======== THE RECORDS

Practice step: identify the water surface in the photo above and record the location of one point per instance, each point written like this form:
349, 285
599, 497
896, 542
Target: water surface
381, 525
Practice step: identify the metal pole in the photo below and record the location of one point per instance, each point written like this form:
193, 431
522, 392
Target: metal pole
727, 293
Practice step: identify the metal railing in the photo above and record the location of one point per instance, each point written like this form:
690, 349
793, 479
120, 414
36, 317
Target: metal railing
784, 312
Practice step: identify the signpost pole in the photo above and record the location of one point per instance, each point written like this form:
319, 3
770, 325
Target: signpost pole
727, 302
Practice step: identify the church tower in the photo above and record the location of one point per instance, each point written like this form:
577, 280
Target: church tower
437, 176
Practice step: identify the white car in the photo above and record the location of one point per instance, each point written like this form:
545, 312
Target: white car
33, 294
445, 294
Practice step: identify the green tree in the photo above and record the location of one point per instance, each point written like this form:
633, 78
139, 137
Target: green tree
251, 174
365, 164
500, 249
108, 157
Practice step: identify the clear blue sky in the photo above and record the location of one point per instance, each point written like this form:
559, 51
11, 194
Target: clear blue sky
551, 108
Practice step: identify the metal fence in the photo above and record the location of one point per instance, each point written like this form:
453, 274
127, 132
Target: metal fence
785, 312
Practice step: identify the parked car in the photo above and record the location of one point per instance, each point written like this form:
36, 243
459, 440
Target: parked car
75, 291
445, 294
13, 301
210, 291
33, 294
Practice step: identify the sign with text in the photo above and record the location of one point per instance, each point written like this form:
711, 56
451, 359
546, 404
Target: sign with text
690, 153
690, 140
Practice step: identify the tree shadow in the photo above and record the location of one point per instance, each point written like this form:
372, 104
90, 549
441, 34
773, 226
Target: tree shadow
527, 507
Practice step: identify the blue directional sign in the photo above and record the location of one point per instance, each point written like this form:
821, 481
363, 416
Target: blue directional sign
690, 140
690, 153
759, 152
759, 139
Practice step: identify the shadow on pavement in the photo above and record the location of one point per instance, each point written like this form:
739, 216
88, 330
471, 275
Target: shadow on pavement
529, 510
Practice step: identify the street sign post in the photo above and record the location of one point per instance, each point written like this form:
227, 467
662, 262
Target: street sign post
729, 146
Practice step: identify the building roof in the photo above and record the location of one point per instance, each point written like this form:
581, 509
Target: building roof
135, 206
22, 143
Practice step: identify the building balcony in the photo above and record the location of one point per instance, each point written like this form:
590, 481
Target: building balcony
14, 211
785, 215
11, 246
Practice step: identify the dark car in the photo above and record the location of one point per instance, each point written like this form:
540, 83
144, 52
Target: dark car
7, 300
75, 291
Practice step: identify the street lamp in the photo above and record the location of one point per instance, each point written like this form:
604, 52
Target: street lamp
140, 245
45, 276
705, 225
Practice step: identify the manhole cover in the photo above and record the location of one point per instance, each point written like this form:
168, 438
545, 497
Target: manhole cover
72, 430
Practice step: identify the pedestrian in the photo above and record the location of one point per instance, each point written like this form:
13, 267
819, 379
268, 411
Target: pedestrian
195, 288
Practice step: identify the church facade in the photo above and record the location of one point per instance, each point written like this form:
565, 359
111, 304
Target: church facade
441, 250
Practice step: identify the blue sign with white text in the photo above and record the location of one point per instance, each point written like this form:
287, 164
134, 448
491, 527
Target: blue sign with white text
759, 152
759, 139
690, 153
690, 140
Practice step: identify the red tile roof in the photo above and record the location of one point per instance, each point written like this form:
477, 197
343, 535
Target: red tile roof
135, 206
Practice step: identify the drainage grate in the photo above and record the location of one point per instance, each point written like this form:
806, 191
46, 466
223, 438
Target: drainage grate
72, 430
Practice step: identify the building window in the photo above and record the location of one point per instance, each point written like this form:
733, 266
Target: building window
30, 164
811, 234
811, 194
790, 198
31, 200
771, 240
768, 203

================

**WHAT TO PRODUCE**
Retype each of the records, word for word, with nothing added or dropped.

**TASK RESPONSE**
Practice step: identify the water surface in the photo above and record the location of one point per instance, each point written like this form:
349, 285
599, 497
896, 542
Target: water surface
381, 525
Practice step: identify the metal pole in the photo below and record the location of one point per instance, each point written like this form:
193, 431
522, 392
Target: metal pole
727, 293
Practice step: identify the metal railing in the photo above and record the location of one point per instance, each point written like this form:
690, 349
793, 479
120, 414
36, 317
Target: metal railing
784, 312
Practice step: identify the signpost pole in the photo above and record the location of one point per instance, each point written like this form:
319, 3
770, 325
Target: signpost pole
727, 302
Practice step: identify the church tower in the photo above and record the location of one point per instance, each point written like this form:
577, 280
Target: church tower
437, 176
Practice step: identify the white car in the photo above and record the location of one point per instance, each point written like this form:
545, 312
Target: white car
33, 294
445, 294
Practice step: identify the green tree in the photo above and record the location of one point per instance, each point written like this form:
633, 78
139, 137
Target: green tree
251, 174
365, 164
500, 249
108, 157
Practice step: identify the clear blue sky in the photo above and record the location of one point per instance, each point written like this form:
559, 51
11, 194
Target: clear blue sky
551, 108
Practice step: identify the metal fence in the photo above and record the location of one point per instance, each point written like this form:
453, 274
127, 132
Target: metal fence
785, 312
Practice step: identify the parked car in the photo above and record the location of one point per instance, each point written like this form:
36, 243
459, 440
Target: parked car
75, 291
445, 294
13, 301
210, 291
33, 294
Practice step: identify the sign with text in the photo above and record the location of one point per instance, each point written like this form:
711, 56
451, 359
546, 404
Target: sign with text
690, 153
690, 140
Practice step: identify the tree shadow in the photo above and record the location of one point per instance, each point written like this form:
372, 104
90, 549
441, 34
773, 226
Target: tree shadow
527, 507
Practice step: identify the blue directional sign in the photo above and record the location of one point per instance, each point written like this form:
821, 481
363, 416
Target: blue directional sign
690, 140
690, 153
759, 152
759, 139
Practice step: identify the shadow on pavement in the photo above and record the location of one point per instance, each point written like this form:
739, 216
88, 330
471, 275
Target: shadow on pavement
529, 510
Practice step: identify the street sign post in the photo above and record the location of one point per instance, each point written like this form:
227, 467
662, 262
Target: street sign post
729, 146
Practice step: identify the building roof in the photo above and record the location of one point per instance, each point written like this form:
581, 509
Target: building roof
135, 206
22, 143
Practice step: identify the building balcony in the photo above and record the location of one point per instance, each point written like this form:
590, 481
Target: building balcony
14, 211
785, 215
11, 246
Practice step: identify the dark car in the photo above and record the location of one point per instance, each point written like this form:
540, 83
144, 52
Target: dark car
7, 300
75, 291
Practice step: identify the street lamp in the photo above and record the location of one point per instance, each point written like this form:
604, 52
Target: street lamp
140, 245
45, 276
705, 225
Practice step: identify the manhole cover in the photo above and record the location of one point per instance, each point written like this form:
168, 438
545, 497
Target: manhole cover
72, 430
Practice step: identify the pedestrian in the photo above and record the location of one point per instance, each point written like this form:
13, 267
819, 379
268, 411
Target: pedestrian
195, 288
Practice step: identify the church facade in the photo above and record the location of one point per instance, each point written like this form:
565, 359
111, 304
Target: church facade
441, 250
Practice step: identify the blue sign with white text in the photo above and record the location of one point per instance, each point written like this form:
287, 164
134, 448
491, 527
Target: blue sign with white text
759, 152
759, 139
690, 153
690, 140
Practice step: identify the red tile roof in the photo above and record the location of one point per instance, each point written like this form:
477, 197
343, 535
Target: red tile roof
135, 206
Practice step: identify the drainage grate in the photo above and record the location of one point per instance, each point written like this form:
806, 191
46, 466
223, 438
Target: drainage grate
72, 430
Practice step: identify the building window in the photo above and record the location of one point per instance, each point written like this form:
733, 266
Target: building window
30, 164
811, 234
811, 194
790, 198
31, 200
771, 240
768, 203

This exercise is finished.